### PROBLEM TO WORK ON
Rewrite the rows below, replacing "Target phrase" with "Query phrase" and leaving everything else unchanged.

** Start AVAILABLE RECORDS **

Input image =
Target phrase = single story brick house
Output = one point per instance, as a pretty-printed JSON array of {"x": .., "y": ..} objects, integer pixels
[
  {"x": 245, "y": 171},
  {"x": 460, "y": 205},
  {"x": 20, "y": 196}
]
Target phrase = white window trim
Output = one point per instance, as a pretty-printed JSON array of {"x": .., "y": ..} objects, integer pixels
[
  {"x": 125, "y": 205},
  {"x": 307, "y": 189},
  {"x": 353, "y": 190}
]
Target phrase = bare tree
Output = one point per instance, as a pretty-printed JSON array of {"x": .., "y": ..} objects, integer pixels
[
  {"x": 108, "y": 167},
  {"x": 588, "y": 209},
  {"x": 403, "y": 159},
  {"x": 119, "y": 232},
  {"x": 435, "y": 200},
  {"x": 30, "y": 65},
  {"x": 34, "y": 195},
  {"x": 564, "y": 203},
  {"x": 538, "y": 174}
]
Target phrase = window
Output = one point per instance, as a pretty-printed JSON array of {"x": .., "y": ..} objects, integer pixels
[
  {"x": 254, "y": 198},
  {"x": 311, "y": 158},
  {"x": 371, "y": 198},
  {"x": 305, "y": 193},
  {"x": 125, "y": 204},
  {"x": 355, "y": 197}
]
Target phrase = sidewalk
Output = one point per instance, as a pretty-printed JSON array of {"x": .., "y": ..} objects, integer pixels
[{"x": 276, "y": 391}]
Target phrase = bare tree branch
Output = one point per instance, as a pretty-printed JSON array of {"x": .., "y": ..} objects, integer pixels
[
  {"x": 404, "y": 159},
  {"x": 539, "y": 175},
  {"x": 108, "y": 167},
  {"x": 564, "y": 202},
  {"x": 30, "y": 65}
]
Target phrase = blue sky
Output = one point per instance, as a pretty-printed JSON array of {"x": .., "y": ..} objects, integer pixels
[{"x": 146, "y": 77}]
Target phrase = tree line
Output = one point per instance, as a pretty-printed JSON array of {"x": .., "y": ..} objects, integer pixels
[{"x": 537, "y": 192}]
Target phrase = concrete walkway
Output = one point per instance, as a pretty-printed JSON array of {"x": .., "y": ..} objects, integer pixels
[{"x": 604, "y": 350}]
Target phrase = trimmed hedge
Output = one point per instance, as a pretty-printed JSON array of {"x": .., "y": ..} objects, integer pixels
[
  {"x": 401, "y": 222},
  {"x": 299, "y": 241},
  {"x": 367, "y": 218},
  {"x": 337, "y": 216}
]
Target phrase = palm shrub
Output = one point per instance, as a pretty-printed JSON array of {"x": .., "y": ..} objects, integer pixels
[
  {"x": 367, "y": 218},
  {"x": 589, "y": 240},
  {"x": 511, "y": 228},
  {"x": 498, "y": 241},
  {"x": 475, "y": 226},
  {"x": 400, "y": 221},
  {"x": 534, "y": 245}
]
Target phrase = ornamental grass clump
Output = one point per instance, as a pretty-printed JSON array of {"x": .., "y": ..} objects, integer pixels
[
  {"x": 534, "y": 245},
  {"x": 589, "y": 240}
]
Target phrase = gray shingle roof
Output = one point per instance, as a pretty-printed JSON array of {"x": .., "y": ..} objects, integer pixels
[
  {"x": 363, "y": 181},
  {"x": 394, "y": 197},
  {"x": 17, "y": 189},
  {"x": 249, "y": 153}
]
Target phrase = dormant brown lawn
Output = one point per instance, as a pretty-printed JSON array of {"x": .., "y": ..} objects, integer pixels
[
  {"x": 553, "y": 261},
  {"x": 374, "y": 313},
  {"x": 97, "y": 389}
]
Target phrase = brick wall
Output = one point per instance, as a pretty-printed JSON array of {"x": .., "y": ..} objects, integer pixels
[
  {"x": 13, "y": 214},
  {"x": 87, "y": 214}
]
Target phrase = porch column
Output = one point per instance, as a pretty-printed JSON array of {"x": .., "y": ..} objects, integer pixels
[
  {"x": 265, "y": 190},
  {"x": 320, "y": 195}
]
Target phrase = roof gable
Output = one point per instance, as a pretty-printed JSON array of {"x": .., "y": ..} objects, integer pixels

** End AVAILABLE RECORDS **

### ANSWER TO THIS EXERCISE
Input image =
Query phrase = single story brick house
Output = one point per instance, as a pretty-printed JSON array of {"x": .., "y": ..} objects, integer pixels
[
  {"x": 245, "y": 171},
  {"x": 460, "y": 205},
  {"x": 20, "y": 196}
]
Query phrase = white window trim
Output = one point per instance, as a pretty-printed JSON array of {"x": .., "y": ..} objects, integer pixels
[
  {"x": 125, "y": 205},
  {"x": 307, "y": 189},
  {"x": 353, "y": 190}
]
Query phrase = bare tree
Output = one point per instance, as a pretty-printed JSON array of {"x": .., "y": ..} objects, integer pixels
[
  {"x": 108, "y": 167},
  {"x": 588, "y": 209},
  {"x": 403, "y": 159},
  {"x": 119, "y": 232},
  {"x": 435, "y": 200},
  {"x": 30, "y": 65},
  {"x": 34, "y": 195},
  {"x": 564, "y": 203},
  {"x": 538, "y": 174}
]
Query phrase = window
Output = one point per instance, as a pretty-printed JSON array of {"x": .., "y": ..} objects, integer pixels
[
  {"x": 254, "y": 198},
  {"x": 311, "y": 158},
  {"x": 371, "y": 198},
  {"x": 305, "y": 193},
  {"x": 125, "y": 204},
  {"x": 355, "y": 197}
]
Query phrase = sidewalk
Output = one point per instance, as a pretty-printed JSON array of {"x": .., "y": ..} objects, integer pixels
[{"x": 276, "y": 391}]
Query phrase = bare tree branch
Output = one point per instance, as a pretty-printed JSON array of {"x": .., "y": ..} objects, integer pixels
[
  {"x": 404, "y": 159},
  {"x": 539, "y": 175},
  {"x": 108, "y": 167},
  {"x": 564, "y": 202},
  {"x": 30, "y": 65}
]
Query phrase = blue sky
Output = one point per instance, as a pretty-printed JSON array of {"x": .., "y": ..} objects, integer pixels
[{"x": 146, "y": 77}]
Query phrase = tree line
Output = one point per instance, as a pretty-printed JSON array of {"x": .., "y": ..} objects, integer pixels
[{"x": 537, "y": 192}]
Query phrase = concrete walkway
Output = one point per instance, as a pretty-printed JSON array of {"x": .., "y": ..} objects, integer pixels
[{"x": 604, "y": 350}]
Query phrase = trimmed hedge
Output = one point per instance, as a pretty-printed JSON array of {"x": .., "y": ..} objects, integer pixels
[
  {"x": 401, "y": 222},
  {"x": 299, "y": 241},
  {"x": 367, "y": 218},
  {"x": 337, "y": 216}
]
Query phrase = palm shrub
Output = one point per instance, as a pretty-printed JSON array of {"x": .., "y": ..} objects, integer pixels
[
  {"x": 367, "y": 218},
  {"x": 589, "y": 240},
  {"x": 511, "y": 228},
  {"x": 498, "y": 241},
  {"x": 475, "y": 226},
  {"x": 400, "y": 221},
  {"x": 534, "y": 245}
]
Query phrase = ornamental grass clump
Output = one point per instance, as a pretty-printed JSON array of {"x": .., "y": ..} objects, integer pixels
[
  {"x": 534, "y": 245},
  {"x": 589, "y": 240}
]
Query phrase = gray shingle roof
Output = one point per instance, as a pretty-printed JSON array of {"x": .., "y": ..} objects, integer pixels
[
  {"x": 363, "y": 181},
  {"x": 394, "y": 197},
  {"x": 17, "y": 189},
  {"x": 249, "y": 153}
]
Query phrase = dormant brown lawn
Output = one point per instance, as a pretty-printed JSON array of {"x": .., "y": ..} objects, integer pixels
[
  {"x": 553, "y": 261},
  {"x": 374, "y": 313},
  {"x": 97, "y": 389}
]
Query phrase = brick wall
Output = one point per instance, as a pretty-printed JSON array of {"x": .., "y": ..} objects, integer pixels
[
  {"x": 13, "y": 214},
  {"x": 87, "y": 214}
]
Query phrase = porch column
Output = one point per instance, as a pretty-printed JSON array of {"x": .., "y": ..} objects, integer pixels
[
  {"x": 265, "y": 190},
  {"x": 320, "y": 195}
]
Query phrase = roof gable
Output = one point per instance, as a pretty-printed JSON array of {"x": .., "y": ..} objects, integer pixels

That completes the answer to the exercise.